• **INPUT ROWS**

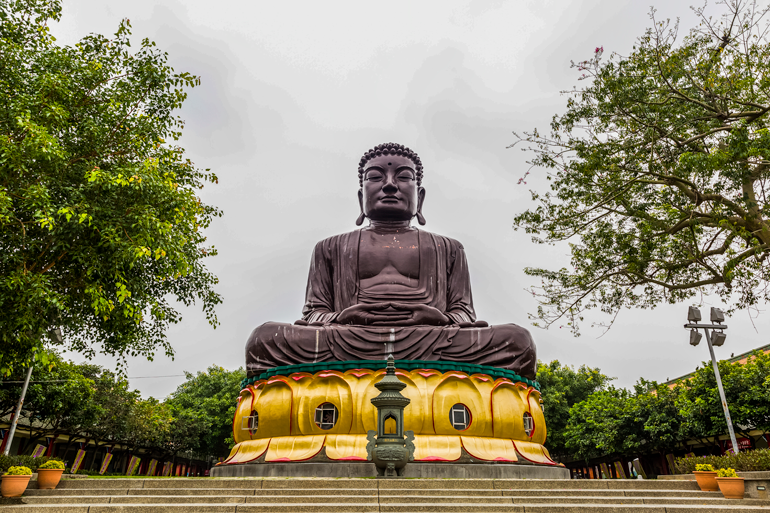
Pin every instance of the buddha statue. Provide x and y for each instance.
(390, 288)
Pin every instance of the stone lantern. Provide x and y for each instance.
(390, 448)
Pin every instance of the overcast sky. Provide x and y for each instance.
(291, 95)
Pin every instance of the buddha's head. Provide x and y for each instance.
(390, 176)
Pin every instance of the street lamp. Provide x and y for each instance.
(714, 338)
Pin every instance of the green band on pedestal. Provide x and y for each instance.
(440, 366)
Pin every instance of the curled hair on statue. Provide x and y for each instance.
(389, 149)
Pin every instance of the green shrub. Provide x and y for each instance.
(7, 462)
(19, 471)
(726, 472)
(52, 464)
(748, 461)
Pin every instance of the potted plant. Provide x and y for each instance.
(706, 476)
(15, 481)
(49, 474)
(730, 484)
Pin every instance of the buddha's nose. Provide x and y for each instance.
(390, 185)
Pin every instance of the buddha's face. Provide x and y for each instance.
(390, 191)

• **DIRECTIONS**
Copy out all of the data above word for word, leaving out the pictures.

• **PROBLEM SOLUTION**
Pin every instance of the buddha statue. Provide x and y for each instance.
(390, 288)
Pin every instance of the stone lantern. Provide x and y for each instance.
(390, 448)
Pin every instance of the overcast sky. Provide x and y for each instance.
(291, 95)
Pin every instance of the buddha's head. Provide x and y for each instance.
(390, 176)
Pin every instance of the street lamp. Provide x and y for each instance.
(714, 338)
Pin every instance of the green band on pedestal. Provide x and y for each instance.
(440, 366)
Pin every instance of the curled hair on statue. Provide x and y for each instance.
(389, 149)
Pin every instance of the green shrub. Provide x and y for each instance.
(7, 462)
(19, 471)
(726, 472)
(52, 464)
(748, 461)
Pin every instance of the potted plant. Provide x and y for each instance.
(706, 476)
(15, 481)
(49, 474)
(730, 484)
Pin every instance of the buddha's nose. Provide x and y for each instance.
(390, 185)
Pin every instance of the buddha's face. Provide x and y for each instance.
(390, 191)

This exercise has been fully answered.